Task objective: What you should copy is the line containing "Please place a dot on the white" and all lines after it in the entries below, exactly and without anything added.

====

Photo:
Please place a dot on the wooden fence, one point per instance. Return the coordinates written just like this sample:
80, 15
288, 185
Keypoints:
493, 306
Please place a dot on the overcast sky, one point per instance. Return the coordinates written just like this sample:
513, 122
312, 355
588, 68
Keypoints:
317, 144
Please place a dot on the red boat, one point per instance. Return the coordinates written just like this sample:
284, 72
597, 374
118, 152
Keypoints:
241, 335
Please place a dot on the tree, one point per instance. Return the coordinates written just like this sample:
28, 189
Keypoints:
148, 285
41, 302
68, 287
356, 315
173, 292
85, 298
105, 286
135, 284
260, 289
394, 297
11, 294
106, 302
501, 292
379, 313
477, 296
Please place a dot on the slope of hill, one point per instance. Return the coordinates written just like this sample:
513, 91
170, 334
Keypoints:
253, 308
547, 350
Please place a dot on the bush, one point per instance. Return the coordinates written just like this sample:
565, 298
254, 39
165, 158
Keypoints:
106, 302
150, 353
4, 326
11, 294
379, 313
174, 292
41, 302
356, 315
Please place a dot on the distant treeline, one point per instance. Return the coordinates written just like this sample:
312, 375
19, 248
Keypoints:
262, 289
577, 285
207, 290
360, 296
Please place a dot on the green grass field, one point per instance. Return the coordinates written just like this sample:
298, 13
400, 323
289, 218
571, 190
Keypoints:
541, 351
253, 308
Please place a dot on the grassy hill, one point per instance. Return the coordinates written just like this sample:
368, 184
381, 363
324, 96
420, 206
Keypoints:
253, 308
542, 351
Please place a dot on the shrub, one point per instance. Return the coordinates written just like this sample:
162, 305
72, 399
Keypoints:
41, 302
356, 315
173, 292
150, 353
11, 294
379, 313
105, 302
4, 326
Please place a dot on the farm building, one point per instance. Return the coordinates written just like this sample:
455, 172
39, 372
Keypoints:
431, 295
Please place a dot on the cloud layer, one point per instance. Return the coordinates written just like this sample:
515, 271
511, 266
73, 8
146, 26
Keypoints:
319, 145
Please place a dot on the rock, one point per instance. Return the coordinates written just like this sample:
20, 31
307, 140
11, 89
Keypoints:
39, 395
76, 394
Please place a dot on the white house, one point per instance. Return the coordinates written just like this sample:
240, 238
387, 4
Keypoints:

====

Answer area:
Please place a dot on the white house, one point per instance. Return the coordinates written just like this sample:
240, 238
387, 4
Keypoints:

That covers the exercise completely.